Written problem 1: In the UK inflation article, restate the passage from "The data also" up to and including "expectations of 5%.", renaming "services inflation" as "service-sector inflation".

UK inflation surges to 3.5% in April as household bills climb in ‘awful April’


UK inflation rose faster than expected last month, climbing to 3.5% in April—its highest level in more than a year—driven by a raft of household bill increases and cost pressures that analysts have dubbed “awful April”.
The latest figures from the Office for National Statistics (ONS) showed inflation rising from 2.6% in March, significantly outpacing the Bank of England’s 2% target and reaching levels not seen since January 2024. Analysts had forecast a more modest rise to 3.3%.
The data also revealed that core inflation, which strips out volatile items such as energy and food, rose to 3.8%, up from 3.4% the previous month. Meanwhile, services inflation, a key metric closely watched by the Bank of England, jumped from 4.7% to 5.7%, exceeding the Bank’s expectations of 5%.
The steep climb in inflation was largely driven by a broad rise in household bills. Energy regulator Ofgem raised the annual cap on energy bills by 6.4% to £1,849, while water and sewerage charges jumped by a staggering 26.1%—the highest increase since records began in 1988.
Council tax, broadband, mobile bills, and TV licence fees also saw seasonal hikes in April, contributing further to the upward pressure on prices.

Provided entries:
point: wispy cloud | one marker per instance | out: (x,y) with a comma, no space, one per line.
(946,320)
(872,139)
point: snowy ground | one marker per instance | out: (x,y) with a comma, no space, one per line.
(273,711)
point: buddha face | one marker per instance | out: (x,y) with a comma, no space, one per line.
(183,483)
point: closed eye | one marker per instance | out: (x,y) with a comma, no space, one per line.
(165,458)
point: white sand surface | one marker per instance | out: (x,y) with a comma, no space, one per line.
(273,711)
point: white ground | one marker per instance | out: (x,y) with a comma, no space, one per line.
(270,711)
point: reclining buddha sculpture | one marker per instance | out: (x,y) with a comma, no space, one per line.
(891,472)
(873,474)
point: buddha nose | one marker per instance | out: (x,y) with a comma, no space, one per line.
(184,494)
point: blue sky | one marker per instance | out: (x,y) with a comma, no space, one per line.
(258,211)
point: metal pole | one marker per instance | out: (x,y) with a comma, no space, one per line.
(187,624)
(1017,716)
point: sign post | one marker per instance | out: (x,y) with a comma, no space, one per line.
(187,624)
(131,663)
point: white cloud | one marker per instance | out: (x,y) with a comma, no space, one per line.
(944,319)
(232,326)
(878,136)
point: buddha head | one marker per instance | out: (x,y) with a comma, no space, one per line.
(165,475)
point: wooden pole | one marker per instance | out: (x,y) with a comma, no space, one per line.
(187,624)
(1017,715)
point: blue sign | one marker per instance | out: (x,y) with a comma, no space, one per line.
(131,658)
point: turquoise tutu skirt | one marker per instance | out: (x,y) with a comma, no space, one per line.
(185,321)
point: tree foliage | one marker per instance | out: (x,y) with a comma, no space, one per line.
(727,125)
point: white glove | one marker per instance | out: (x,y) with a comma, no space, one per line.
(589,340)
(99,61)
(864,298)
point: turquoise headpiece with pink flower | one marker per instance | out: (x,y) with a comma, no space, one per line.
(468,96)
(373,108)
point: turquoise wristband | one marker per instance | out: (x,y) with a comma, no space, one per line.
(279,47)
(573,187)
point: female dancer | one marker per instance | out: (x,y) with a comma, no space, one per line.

Written problem 2: Please reproduce the records word for word, from the line with "point: turquoise tutu" up to and including the last line of the records.

Correct answer 1:
The data also revealed that core inflation, which strips out volatile items such as energy and food, rose to 3.8%, up from 3.4% the previous month. Meanwhile, service-sector inflation, a key metric closely watched by the Bank of England, jumped from 4.7% to 5.7%, exceeding the Bank’s expectations of 5%.

Correct answer 2:
point: turquoise tutu skirt | one marker per instance | out: (x,y) with a comma, no space, one per line.
(185,321)
point: tree foliage | one marker per instance | out: (x,y) with a comma, no space, one per line.
(727,125)
point: white glove | one marker per instance | out: (x,y) with a comma, no space, one per line.
(589,340)
(99,61)
(864,298)
point: turquoise headpiece with pink flower | one marker per instance | out: (x,y) with a comma, no space, one per line.
(468,96)
(373,108)
point: turquoise wristband | one marker per instance | out: (x,y) with a comma, no space, one per line.
(279,47)
(573,187)
point: female dancer | one marker per instance | out: (x,y) with a comma, no space, one per line.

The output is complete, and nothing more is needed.